__Data extract__.
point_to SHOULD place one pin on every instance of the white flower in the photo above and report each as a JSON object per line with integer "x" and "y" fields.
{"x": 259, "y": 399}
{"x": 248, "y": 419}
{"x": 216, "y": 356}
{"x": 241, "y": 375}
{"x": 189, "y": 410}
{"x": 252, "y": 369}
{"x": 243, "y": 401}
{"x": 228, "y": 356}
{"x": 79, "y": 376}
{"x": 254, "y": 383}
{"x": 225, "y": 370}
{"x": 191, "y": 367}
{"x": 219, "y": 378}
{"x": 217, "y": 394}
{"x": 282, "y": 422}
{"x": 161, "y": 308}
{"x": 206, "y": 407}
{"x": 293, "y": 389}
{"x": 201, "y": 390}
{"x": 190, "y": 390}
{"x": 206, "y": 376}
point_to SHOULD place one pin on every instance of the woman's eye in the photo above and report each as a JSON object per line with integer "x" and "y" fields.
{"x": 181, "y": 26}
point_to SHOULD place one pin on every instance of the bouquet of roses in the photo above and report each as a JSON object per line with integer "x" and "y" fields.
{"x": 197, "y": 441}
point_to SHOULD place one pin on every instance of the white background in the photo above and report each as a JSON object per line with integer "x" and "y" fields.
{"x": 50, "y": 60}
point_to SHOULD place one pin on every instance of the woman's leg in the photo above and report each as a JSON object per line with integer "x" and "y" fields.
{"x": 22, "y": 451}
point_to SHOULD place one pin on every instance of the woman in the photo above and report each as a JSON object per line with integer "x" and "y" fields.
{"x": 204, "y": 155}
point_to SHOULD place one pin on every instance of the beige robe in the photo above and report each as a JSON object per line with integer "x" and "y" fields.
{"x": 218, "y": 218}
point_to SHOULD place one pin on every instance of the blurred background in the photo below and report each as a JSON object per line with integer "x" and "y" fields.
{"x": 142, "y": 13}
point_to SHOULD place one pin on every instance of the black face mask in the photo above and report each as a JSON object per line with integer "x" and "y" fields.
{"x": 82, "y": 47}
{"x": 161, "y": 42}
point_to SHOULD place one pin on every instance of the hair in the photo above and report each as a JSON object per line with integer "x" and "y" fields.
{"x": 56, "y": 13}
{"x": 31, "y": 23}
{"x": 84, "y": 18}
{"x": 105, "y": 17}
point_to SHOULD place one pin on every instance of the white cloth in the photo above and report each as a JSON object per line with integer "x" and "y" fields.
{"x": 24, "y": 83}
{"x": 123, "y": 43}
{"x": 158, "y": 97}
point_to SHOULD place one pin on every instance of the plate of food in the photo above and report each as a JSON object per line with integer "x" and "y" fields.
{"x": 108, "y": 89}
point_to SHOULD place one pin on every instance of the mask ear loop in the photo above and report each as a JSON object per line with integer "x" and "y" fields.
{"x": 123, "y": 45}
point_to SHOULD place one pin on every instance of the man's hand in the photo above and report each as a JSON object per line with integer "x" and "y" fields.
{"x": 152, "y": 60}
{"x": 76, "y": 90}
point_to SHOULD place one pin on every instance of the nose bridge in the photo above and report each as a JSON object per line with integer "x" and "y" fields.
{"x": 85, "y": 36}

__What you should do__. Give the lines of the entries, from the line containing "point_to SHOULD place one pin on every instance of the mask" through the last line, as a Markdown table with the columns Row and Line. Number the rows and leave out blank lines.

__Response below__.
| Row | Line |
|---|---|
| 1 | point_to SHOULD place one pin on every instance of the mask ear loop in the photo above and report each as a JSON object per line with integer "x" and "y" fields. |
| 2 | {"x": 123, "y": 45} |
| 3 | point_to SHOULD place one pin on every instance of the man's hand in the photo above and report each as a JSON object per line with integer "x" and "y" fields. |
| 4 | {"x": 152, "y": 60} |
| 5 | {"x": 76, "y": 90} |
| 6 | point_to SHOULD place one pin on every instance of the nose bridge in the photo above and report each as a JSON object per line with integer "x" and "y" fields. |
| 7 | {"x": 85, "y": 36} |